Print the data that follows exactly.

- [SOURCE MATERIAL]:
◆ ◆ ◆ ◆ ◆ ◆ ◆

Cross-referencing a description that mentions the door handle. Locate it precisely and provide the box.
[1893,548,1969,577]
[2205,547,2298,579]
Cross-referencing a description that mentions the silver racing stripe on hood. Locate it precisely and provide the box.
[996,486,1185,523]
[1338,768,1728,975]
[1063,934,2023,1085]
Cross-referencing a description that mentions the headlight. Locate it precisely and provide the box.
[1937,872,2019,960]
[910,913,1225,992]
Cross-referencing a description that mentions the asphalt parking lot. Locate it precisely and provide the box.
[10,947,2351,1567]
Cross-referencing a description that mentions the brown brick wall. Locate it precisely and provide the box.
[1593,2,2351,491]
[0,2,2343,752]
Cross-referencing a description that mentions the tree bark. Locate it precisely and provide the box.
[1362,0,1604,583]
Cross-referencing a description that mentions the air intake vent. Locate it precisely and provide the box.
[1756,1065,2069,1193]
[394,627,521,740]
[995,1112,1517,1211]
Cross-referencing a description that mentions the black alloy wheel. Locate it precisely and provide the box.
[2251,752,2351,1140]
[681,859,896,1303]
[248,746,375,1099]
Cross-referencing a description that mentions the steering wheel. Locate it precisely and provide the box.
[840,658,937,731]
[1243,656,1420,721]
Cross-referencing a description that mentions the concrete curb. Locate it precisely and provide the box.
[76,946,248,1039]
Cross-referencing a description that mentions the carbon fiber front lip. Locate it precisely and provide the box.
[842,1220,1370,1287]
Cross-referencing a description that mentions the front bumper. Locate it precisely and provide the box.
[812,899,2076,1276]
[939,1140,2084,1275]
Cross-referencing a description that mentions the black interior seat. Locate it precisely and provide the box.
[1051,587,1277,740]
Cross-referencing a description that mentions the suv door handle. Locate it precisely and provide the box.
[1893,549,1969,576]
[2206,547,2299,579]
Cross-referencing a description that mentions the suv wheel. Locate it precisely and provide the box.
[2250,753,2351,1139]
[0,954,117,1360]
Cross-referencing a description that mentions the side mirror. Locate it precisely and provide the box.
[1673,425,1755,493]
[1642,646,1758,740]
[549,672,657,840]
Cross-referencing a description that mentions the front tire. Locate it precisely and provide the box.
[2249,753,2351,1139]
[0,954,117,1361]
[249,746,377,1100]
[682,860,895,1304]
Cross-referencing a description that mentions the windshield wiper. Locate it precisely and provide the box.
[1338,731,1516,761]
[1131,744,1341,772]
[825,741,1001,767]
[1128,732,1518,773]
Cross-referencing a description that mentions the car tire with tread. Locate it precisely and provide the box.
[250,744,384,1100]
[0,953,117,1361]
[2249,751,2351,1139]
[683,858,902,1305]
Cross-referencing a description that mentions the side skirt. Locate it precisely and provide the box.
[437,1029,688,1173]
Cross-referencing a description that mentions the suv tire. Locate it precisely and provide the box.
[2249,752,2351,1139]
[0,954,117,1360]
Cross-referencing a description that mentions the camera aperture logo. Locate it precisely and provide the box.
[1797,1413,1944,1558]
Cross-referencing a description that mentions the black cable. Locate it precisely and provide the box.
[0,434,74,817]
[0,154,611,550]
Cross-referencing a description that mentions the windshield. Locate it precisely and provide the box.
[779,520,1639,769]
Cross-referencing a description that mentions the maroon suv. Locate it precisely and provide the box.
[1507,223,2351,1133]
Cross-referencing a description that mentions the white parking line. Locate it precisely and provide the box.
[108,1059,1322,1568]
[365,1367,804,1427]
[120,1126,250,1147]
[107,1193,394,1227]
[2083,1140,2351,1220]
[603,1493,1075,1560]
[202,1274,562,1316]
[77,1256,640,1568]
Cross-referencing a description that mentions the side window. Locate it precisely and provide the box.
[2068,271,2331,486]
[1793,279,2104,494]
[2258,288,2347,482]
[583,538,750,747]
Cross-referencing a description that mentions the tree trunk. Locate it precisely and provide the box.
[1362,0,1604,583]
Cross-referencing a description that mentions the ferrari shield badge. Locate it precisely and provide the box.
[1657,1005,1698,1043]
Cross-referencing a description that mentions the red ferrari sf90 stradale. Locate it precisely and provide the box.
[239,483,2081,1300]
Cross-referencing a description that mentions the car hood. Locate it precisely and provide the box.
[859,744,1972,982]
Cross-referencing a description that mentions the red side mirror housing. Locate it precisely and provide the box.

◆ ◆ ◆ ◆ ◆ ◆ ◆

- [YOUR RESPONSE]:
Cross-referencing a description that mentions the door handle. Locate it precisely and provide the box.
[1893,548,1969,577]
[2205,547,2298,579]
Cross-referencing a description that mentions the silver racing stripe on hood. Locate it precisely and provide the box.
[996,486,1185,523]
[1338,768,1728,975]
[1063,934,2023,1085]
Cross-referencing a description that mentions the headlight. Locate it precisely and provide the box.
[1937,872,2019,960]
[910,913,1225,992]
Cross-referencing a description that mentions the asphalt parking lot. Locate it precisely and provide the box.
[10,947,2351,1567]
Cross-referencing a description that mentions the brown brick wall. Locate it precisely and provide the box.
[1593,2,2351,491]
[0,2,2343,752]
Cross-referencing a description that mentions the tree bark. Locate it precisely and provide the box.
[1362,0,1604,583]
Cross-referencing a description that mentions the air intake vent. Locate it precisely and provide the box.
[1756,1065,2069,1193]
[394,627,521,740]
[995,1112,1517,1211]
Cross-referencing a description that mentions the black alloy wheel. Locate it precisely and provide the box.
[2251,752,2351,1140]
[681,859,896,1303]
[248,746,375,1099]
Cross-referencing a description that mentions the steering wheel. Locate it precisely and provide the box.
[840,658,937,731]
[1243,656,1420,721]
Cross-referencing a description that mentions the concrete curb. Locate it precisely and provide the box.
[76,946,248,1039]
Cross-referencing a description that mentions the carbon fiber front lip. Locate it precisely and provide the box.
[842,1220,1370,1287]
Cross-referencing a description that mentions the front bumper. Locate it precisely and provide the box.
[812,899,2076,1276]
[939,1140,2084,1275]
Cross-referencing a description that mentions the black interior seat. Locate it precisely and provide the box.
[1051,587,1277,740]
Cross-referencing a description that mentions the suv door handle. Locate it precisely and provide the box.
[1893,549,1969,576]
[2206,547,2299,579]
Cross-referencing a description that mentions the suv wheel. Locate it precisely and provide the box.
[2250,753,2351,1139]
[0,954,117,1360]
Cross-referencing a description that mentions the side mirror. Locate it precisely and provide the box.
[1673,425,1755,493]
[1642,646,1758,740]
[549,672,657,840]
Cross-referencing a description that mentions the front tire. Locate it precisely and provide the box.
[2249,753,2351,1139]
[0,954,117,1361]
[249,746,377,1100]
[682,860,895,1304]
Cross-referencing a description that mentions the windshield wiper. Locate it precisely and provide the box.
[1338,731,1516,761]
[1131,744,1341,772]
[825,741,1001,767]
[1128,732,1518,773]
Cross-referencing a description that mentions the car tire with tread. Locate it precisely and provide the box.
[250,744,384,1100]
[0,953,117,1361]
[2249,751,2351,1139]
[683,858,902,1305]
Cross-referencing a description that mentions the side skirt. Locate it precisely and provide the box.
[437,1029,688,1173]
Cross-referencing a description that mentions the suv tire. Locate it precisely and provide the box.
[2249,752,2351,1139]
[0,954,117,1360]
Cross-referencing a description that mentions the camera aperture logo. Locate it precisely and provide the box.
[1797,1413,1944,1558]
Cross-referencing a description that mentions the black cable. Locate it precisely and provide the box.
[0,434,74,817]
[0,154,611,550]
Cross-referencing a description that mentions the windshield. Locate it precisely and provide the box.
[779,520,1639,769]
Cross-referencing a description that mentions the maroon suv. Locate it precisely and provide the box.
[1507,223,2351,1133]
Cross-referencing a description that mentions the white parking line. Locate it precisely and provide the box.
[108,1059,1322,1568]
[365,1367,804,1427]
[120,1126,250,1147]
[107,1193,394,1227]
[2083,1140,2351,1220]
[603,1493,1075,1560]
[202,1274,562,1316]
[77,1256,640,1568]
Cross-referencing a description that mentions the side window. Locate it precisely and provide the box.
[2068,271,2331,486]
[1793,279,2104,494]
[2258,288,2347,482]
[583,538,750,747]
Cross-referencing a description that mentions the tree trunk. Locate it precisely and provide the box.
[1362,0,1604,583]
Cross-referencing a description that mentions the ferrari shield badge. Locate it precisely and provide the box.
[1657,1005,1698,1043]
Cross-referencing a description that mentions the red ferrari sf90 stradale. Locate it precisely and provide the box.
[239,483,2081,1300]
Cross-referencing a description that mentions the car hood. Locate it precisely and provide the box.
[859,744,1972,982]
Cross-referencing a description that mentions the red side mirror housing. Locate it precisely and provide the box.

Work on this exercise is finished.